(Collected data entries)
Content starts
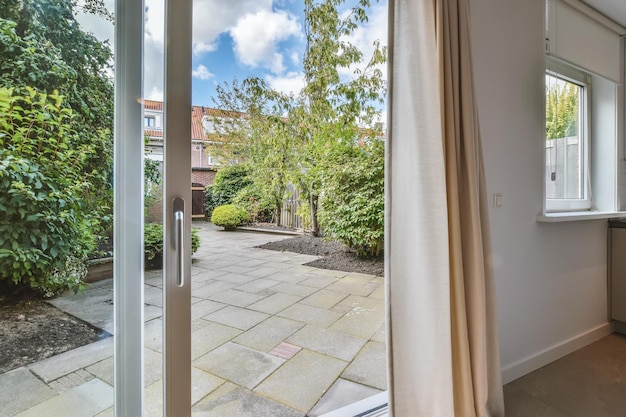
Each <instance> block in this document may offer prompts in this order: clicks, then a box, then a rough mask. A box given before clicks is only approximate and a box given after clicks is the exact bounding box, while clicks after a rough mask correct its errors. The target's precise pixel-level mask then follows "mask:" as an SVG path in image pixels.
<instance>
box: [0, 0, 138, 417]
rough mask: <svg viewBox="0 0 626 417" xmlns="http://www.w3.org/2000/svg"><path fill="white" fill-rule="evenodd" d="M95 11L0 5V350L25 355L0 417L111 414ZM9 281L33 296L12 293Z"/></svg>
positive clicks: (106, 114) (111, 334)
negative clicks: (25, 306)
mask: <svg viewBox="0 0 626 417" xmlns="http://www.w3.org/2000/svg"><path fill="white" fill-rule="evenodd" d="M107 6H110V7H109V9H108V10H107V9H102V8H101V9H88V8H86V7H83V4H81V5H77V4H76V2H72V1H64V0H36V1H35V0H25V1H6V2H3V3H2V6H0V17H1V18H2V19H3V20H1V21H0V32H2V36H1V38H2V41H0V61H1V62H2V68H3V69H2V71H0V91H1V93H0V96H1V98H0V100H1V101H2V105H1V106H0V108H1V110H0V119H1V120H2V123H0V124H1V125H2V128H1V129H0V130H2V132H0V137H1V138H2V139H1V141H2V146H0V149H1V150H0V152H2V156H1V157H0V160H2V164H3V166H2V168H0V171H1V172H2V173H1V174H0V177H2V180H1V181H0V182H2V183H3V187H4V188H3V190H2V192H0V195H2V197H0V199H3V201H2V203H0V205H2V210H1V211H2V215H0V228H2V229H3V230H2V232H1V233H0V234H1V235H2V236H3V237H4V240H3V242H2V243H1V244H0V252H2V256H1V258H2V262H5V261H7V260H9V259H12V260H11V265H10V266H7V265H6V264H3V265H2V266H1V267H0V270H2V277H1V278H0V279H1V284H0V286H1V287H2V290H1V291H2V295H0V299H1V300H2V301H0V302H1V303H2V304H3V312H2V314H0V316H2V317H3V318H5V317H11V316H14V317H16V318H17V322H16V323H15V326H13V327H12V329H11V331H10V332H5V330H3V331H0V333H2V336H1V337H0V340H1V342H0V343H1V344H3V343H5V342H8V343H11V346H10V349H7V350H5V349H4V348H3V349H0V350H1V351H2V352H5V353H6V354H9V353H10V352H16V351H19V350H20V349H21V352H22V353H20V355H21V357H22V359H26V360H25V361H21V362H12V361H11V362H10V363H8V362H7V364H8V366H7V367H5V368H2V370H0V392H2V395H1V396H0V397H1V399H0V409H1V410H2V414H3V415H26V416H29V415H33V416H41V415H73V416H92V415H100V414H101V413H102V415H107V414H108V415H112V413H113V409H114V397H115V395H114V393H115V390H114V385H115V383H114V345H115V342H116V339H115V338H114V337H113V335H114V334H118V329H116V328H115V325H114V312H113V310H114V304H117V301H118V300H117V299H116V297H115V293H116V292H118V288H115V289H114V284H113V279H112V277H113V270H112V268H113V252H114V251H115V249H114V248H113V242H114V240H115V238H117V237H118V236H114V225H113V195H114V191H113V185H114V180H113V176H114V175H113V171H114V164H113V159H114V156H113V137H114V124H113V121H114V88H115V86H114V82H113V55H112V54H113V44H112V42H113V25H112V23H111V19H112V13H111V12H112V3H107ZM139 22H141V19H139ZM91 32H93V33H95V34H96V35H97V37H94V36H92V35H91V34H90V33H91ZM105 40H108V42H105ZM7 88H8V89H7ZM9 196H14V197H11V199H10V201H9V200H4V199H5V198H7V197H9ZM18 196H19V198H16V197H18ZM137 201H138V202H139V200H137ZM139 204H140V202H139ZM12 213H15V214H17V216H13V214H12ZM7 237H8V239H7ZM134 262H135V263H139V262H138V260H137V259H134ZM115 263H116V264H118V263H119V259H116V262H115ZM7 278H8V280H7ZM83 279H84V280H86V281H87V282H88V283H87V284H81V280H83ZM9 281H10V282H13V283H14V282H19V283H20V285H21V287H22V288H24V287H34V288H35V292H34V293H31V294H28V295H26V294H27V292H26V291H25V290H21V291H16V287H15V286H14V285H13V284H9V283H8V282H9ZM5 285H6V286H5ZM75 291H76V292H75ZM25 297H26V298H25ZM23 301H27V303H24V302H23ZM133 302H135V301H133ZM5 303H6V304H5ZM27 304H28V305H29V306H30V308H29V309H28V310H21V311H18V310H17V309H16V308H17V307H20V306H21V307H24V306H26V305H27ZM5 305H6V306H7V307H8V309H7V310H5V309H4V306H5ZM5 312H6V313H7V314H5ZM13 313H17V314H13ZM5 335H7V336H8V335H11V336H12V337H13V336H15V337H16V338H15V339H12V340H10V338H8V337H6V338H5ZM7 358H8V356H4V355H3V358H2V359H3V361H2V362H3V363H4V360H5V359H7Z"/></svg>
Content ends
◆ Job:
Reproduce the data above word for word, omitting the pictures.

◆ Task answer:
Each <instance> block in this document may offer prompts in this order: clicks, then a box, then a rough mask. A box given before clicks is only approximate and a box given after clicks is the exact bounding box, while clicks after a rough mask correct its errors. The target's precise pixel-level mask then follows "mask:" as an SVG path in image pixels.
<instance>
box: [0, 0, 138, 417]
rough mask: <svg viewBox="0 0 626 417" xmlns="http://www.w3.org/2000/svg"><path fill="white" fill-rule="evenodd" d="M95 11L0 5V350L25 355L0 417L111 414ZM9 281L33 296L12 293Z"/></svg>
positive clicks: (106, 114) (111, 334)
negative clicks: (25, 306)
mask: <svg viewBox="0 0 626 417" xmlns="http://www.w3.org/2000/svg"><path fill="white" fill-rule="evenodd" d="M107 6H110V7H109V9H108V10H107V9H102V8H101V9H88V8H86V7H83V4H81V5H77V4H76V2H72V1H64V0H36V1H35V0H25V1H6V2H3V3H2V6H0V17H1V18H2V19H3V20H1V21H0V32H2V36H1V38H2V41H0V61H1V62H2V68H3V69H2V71H0V91H1V93H0V96H1V98H0V100H1V101H2V105H1V106H0V108H1V110H0V119H1V120H2V123H0V124H1V125H2V128H1V129H0V130H2V132H0V137H1V138H2V139H1V141H2V146H0V149H1V150H0V152H2V156H1V157H0V160H2V164H3V166H2V168H0V171H1V172H2V173H1V174H0V177H2V180H1V181H0V182H2V183H3V187H4V188H3V190H2V192H0V195H2V197H0V199H3V201H2V203H0V205H2V210H1V211H2V215H0V228H2V229H3V230H2V232H1V233H0V234H1V235H2V236H3V237H4V240H3V242H2V243H1V244H0V252H2V256H1V258H2V262H5V261H7V260H9V259H12V260H11V265H10V266H7V265H6V264H3V265H2V266H1V267H0V270H2V277H1V278H0V279H1V284H0V286H1V287H2V290H1V291H2V295H0V299H1V300H2V301H0V302H1V303H2V304H3V312H2V314H0V316H2V317H3V318H5V317H11V316H14V317H16V318H17V322H16V323H15V326H13V327H12V329H11V331H10V332H5V330H3V331H0V333H2V336H1V337H0V340H1V342H0V343H1V344H3V343H5V342H8V343H11V346H10V349H7V350H5V349H4V348H3V349H0V350H1V351H2V352H5V353H6V354H9V353H10V352H16V351H19V350H20V349H21V352H22V353H20V355H21V357H22V359H26V360H25V361H21V362H12V361H11V362H10V363H8V362H7V364H8V366H7V367H5V368H2V370H0V392H2V395H1V396H0V397H1V399H0V409H1V410H2V414H3V415H26V416H29V415H33V416H41V415H73V416H92V415H100V414H101V413H102V415H107V414H108V415H112V413H113V409H114V397H115V395H114V393H115V390H114V385H115V383H114V345H115V342H116V339H115V338H114V337H113V335H114V334H118V329H116V328H115V325H114V312H113V310H114V304H117V301H118V300H117V299H116V297H115V293H116V292H118V288H115V289H114V284H113V279H112V277H113V270H112V268H113V252H114V251H115V249H114V248H113V242H114V240H115V238H117V237H118V236H114V225H113V195H114V191H113V185H114V180H113V176H114V175H113V171H114V164H113V159H114V156H113V137H114V124H113V121H114V88H115V86H114V82H113V55H112V54H113V44H112V42H113V25H112V23H111V19H112V13H111V12H112V3H107ZM139 22H141V19H139ZM91 32H93V33H95V34H96V35H97V37H94V36H92V35H91V34H90V33H91ZM105 40H108V42H105ZM7 88H8V89H7ZM9 196H14V197H11V199H10V201H9V200H4V199H5V198H7V197H9ZM18 196H19V198H16V197H18ZM137 201H138V202H139V200H137ZM139 204H140V202H139ZM12 213H15V214H17V216H13V214H12ZM7 237H8V239H7ZM134 262H135V263H139V262H138V260H137V259H134ZM115 263H116V264H118V263H119V259H116V262H115ZM7 278H8V280H7ZM83 279H84V280H86V281H87V282H88V283H87V284H81V280H83ZM9 281H10V282H13V283H14V282H19V283H20V285H21V287H22V288H24V287H34V288H35V292H34V293H31V294H28V295H26V294H27V292H26V291H25V290H21V291H16V287H15V286H14V285H13V284H9V283H8V282H9ZM5 285H6V286H5ZM75 291H76V292H75ZM25 297H26V298H25ZM23 301H27V303H24V302H23ZM133 302H135V301H133ZM5 303H6V304H5ZM27 304H28V305H29V306H30V308H29V309H28V310H21V311H18V310H17V309H16V308H17V307H20V306H21V307H24V306H26V305H27ZM5 305H6V306H7V307H8V309H7V310H5V309H4V306H5ZM5 312H6V313H7V314H5ZM13 313H17V314H13ZM5 335H7V336H8V335H11V336H12V337H13V336H15V337H16V338H15V339H12V340H10V338H8V337H6V338H5ZM7 358H8V356H4V355H3V358H2V359H3V361H2V362H3V363H4V360H5V359H7Z"/></svg>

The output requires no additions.